*本文:*
◆ ◆ ◆
内縁の夫・妻に相続権はある?事実婚の配偶者に相続するための対策とは
「自分に万が一のことがあった時、資産をどのように処理するか。」
「自分の死後、家族はきちんと生活できるだろうか。」
このような不安は、ある程度の年齢になってくると考え始める事柄のひとつではないでしょうか。
そしてその家族との関係が事実婚であり、いわゆる内縁の夫や妻だとしたら自分の遺産をきちんと相続させることができるのか。
また、相手に先立たれたときにその遺産を相続することができるのかという不安もあります。
この記事では、内縁の夫や妻に対する遺産相続について詳しく解説します。
内縁の夫・妻には相続権はあるの?
内縁の夫・妻には相続権は一切ない
まず初めに、内縁の夫や妻には相続権はありません。
夫婦として生活してはいるものの、婚姻届けが未届けのいわゆる事実婚の状態である場合、法律上の夫婦ではないため、法定相続人として認めてもらえません。
それがたとえ何十年もの間長く連れ添っていたとしても、相続権はありません。
相続権の順位は民法で定められており、被相続人の配偶者は常に相続人となります。
配偶者以外の相続権の順位も以下の通りとなっています。
◆ ◆ ◆
*提供情報:*

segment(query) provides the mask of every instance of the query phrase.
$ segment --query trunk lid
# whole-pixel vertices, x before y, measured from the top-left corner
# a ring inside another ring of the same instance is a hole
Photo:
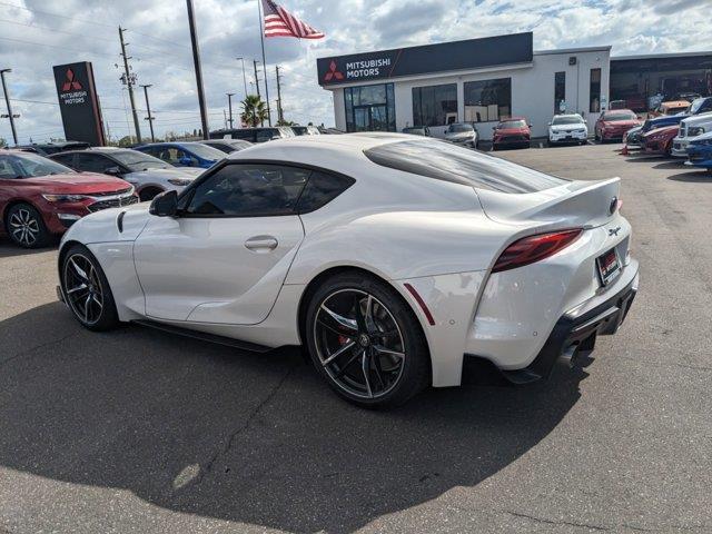
[[[560,228],[594,228],[611,220],[617,209],[621,179],[582,181],[535,192],[507,194],[477,188],[485,215],[497,222],[540,222]]]

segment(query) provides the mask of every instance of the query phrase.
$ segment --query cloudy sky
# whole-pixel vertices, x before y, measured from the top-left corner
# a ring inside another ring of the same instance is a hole
[[[194,0],[211,128],[224,126],[226,92],[248,90],[253,59],[261,59],[257,0]],[[267,39],[267,82],[276,98],[275,65],[283,71],[285,117],[334,123],[330,93],[316,80],[316,58],[400,46],[534,31],[536,50],[612,44],[613,55],[712,49],[703,0],[278,0],[324,31],[326,39]],[[192,58],[180,0],[0,0],[0,68],[7,76],[20,142],[62,137],[53,65],[93,63],[112,138],[132,131],[120,63],[118,26],[128,29],[139,83],[152,83],[158,135],[199,127]],[[261,80],[261,71],[260,71]],[[263,89],[264,93],[264,89]],[[142,93],[137,93],[145,117]],[[0,103],[4,113],[4,103]],[[147,121],[142,120],[142,134]],[[0,137],[11,139],[0,120]]]

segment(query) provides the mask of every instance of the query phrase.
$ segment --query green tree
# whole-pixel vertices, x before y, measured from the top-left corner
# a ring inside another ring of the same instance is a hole
[[[267,105],[257,95],[248,95],[240,102],[240,106],[243,107],[240,119],[247,126],[255,128],[269,118],[267,116]]]

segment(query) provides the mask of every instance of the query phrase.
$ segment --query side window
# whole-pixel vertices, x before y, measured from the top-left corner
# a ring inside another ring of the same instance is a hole
[[[111,160],[98,154],[77,154],[76,168],[85,172],[103,172],[109,167],[116,167]]]
[[[196,187],[186,212],[234,217],[293,215],[310,174],[279,165],[226,165]]]
[[[327,175],[315,170],[309,182],[299,197],[297,211],[308,214],[327,205],[354,184],[354,179],[345,176]]]

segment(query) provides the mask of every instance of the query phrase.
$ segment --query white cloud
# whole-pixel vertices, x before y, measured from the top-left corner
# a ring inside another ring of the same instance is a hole
[[[222,126],[226,92],[243,95],[240,62],[261,60],[257,0],[194,0],[211,127]],[[281,66],[285,116],[333,125],[330,93],[319,88],[316,58],[336,53],[534,31],[535,49],[612,44],[614,55],[678,52],[712,47],[705,2],[698,0],[278,0],[326,32],[320,41],[268,39],[267,80],[275,111],[275,65]],[[12,8],[16,4],[20,8]],[[22,9],[24,8],[24,9]],[[93,63],[103,115],[113,137],[131,131],[126,90],[119,82],[119,24],[140,83],[152,83],[158,134],[192,130],[200,120],[186,7],[177,0],[3,0],[0,68],[16,101],[20,141],[62,135],[51,67]],[[259,72],[261,79],[261,69]],[[263,91],[264,92],[264,91]],[[137,92],[142,109],[144,96]],[[36,103],[19,100],[34,100]],[[2,110],[4,108],[2,102]],[[234,106],[234,109],[236,106]],[[145,112],[141,111],[141,117]],[[147,121],[142,120],[146,134]],[[9,139],[7,119],[0,137]]]

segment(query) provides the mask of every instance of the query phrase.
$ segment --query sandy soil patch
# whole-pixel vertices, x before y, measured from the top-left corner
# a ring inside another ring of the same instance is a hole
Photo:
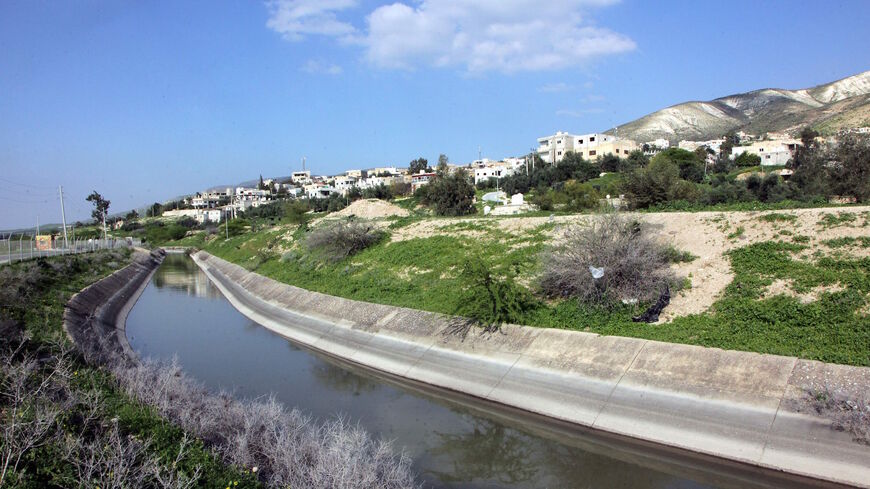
◆ ◆ ◆
*課題の内容:*
内縁の夫や妻の相続についての本文によると、事実婚の配偶者が法定相続人として認められないのはなぜか。一文から三文で説明せよ。 資料は参照しなくても差し支えない。

*正解:*
婚姻届けが出されていない事実婚の状態では、法律上の夫婦ではないからである。そのため、夫婦として生活していても法定相続人として認められない。